◆ MATERIAL

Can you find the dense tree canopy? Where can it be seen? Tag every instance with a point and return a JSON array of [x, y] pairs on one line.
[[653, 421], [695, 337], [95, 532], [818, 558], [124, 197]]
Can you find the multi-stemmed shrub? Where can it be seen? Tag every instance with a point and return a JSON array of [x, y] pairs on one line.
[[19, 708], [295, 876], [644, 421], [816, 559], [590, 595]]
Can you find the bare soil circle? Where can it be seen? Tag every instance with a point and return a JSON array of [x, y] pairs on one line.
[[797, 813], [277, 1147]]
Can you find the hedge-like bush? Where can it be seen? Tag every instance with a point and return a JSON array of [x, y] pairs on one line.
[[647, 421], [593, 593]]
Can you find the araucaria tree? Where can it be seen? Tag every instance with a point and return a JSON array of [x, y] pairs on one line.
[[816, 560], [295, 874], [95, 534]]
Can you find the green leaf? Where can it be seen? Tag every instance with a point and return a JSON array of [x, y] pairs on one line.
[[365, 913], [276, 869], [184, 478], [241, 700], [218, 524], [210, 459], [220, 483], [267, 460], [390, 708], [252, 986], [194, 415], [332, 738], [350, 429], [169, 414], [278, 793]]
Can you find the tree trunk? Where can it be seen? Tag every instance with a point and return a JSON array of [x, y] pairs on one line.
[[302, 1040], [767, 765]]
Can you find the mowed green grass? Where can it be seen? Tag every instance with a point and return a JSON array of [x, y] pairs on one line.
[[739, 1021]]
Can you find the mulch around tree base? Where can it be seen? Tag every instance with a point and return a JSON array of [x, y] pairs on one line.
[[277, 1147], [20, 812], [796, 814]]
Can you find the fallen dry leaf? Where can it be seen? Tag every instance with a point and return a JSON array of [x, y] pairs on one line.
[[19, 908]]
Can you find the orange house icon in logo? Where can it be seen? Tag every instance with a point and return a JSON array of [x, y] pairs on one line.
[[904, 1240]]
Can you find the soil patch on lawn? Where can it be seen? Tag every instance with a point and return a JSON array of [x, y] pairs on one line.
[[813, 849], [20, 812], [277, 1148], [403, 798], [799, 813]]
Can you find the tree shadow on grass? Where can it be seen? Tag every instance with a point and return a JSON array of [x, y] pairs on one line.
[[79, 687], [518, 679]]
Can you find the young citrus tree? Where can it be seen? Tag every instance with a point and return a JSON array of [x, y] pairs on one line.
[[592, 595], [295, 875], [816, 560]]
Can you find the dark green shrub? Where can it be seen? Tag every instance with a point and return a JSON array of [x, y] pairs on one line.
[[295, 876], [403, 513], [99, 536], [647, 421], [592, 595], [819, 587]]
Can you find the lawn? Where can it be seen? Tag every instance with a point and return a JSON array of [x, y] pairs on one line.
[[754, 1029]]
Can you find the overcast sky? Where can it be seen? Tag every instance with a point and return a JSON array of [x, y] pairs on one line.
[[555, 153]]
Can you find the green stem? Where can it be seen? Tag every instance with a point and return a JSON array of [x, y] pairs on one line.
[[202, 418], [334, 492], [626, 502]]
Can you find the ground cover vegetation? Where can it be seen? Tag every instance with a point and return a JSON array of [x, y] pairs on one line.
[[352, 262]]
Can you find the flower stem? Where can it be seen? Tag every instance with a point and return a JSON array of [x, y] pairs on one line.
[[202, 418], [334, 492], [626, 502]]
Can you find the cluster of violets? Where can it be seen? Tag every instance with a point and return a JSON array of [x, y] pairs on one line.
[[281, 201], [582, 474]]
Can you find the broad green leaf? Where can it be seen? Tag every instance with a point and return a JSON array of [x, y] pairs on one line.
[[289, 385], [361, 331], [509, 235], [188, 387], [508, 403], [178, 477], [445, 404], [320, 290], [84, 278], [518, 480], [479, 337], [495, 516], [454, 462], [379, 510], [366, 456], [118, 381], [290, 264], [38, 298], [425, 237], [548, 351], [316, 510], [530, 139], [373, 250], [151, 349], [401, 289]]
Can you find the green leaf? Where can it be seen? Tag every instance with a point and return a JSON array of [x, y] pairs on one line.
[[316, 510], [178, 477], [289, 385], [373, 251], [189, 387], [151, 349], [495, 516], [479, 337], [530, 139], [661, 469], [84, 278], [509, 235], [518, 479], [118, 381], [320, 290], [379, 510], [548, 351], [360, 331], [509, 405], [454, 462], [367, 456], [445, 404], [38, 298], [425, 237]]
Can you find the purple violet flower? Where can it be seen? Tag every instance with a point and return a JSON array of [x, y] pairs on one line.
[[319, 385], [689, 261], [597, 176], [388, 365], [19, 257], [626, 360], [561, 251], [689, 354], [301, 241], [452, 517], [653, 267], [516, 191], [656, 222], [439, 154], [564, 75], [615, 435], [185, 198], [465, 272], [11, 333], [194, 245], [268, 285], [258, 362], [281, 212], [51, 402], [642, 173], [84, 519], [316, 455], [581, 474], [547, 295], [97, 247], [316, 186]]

◆ REQUEST
Please copy the records verbatim, starting at the line that contains "Can you find the flower" and ending after the line that contains "298], [425, 237]]".

◆ COMPLETED EXERCISE
Can you find the flower stem? Where can it be seen? Tag every instance with a point and return a JSON array of [x, y] pairs on one line.
[[202, 418], [334, 492], [626, 502]]
Can you find the cluster of violets? Where can it be seen? Tag every instance with a point and return a JSON array of [x, y] pairs on one line.
[[281, 201], [582, 474]]
Can you find the broad green leaf? Where can it be seen? Tag every instance with a point and return a JSON array of [x, y] pairs on one line.
[[289, 385], [361, 331], [509, 235], [188, 387], [508, 403], [178, 477], [445, 404], [320, 290], [84, 278], [518, 480], [479, 337], [495, 516], [454, 462], [379, 510], [366, 456], [118, 381], [290, 264], [38, 298], [425, 237], [548, 351], [316, 510], [530, 139], [373, 250], [151, 349], [401, 289]]
Can you find the green leaf? Where can it be seen? Tag every instance with a point and return a JSON array of [x, y] pairs on one line.
[[316, 510], [178, 477], [289, 385], [373, 251], [189, 387], [151, 349], [495, 516], [479, 337], [530, 139], [661, 469], [84, 278], [509, 235], [518, 479], [118, 381], [320, 290], [379, 510], [548, 351], [360, 331], [509, 405], [454, 462], [367, 456], [445, 404], [38, 298], [425, 237]]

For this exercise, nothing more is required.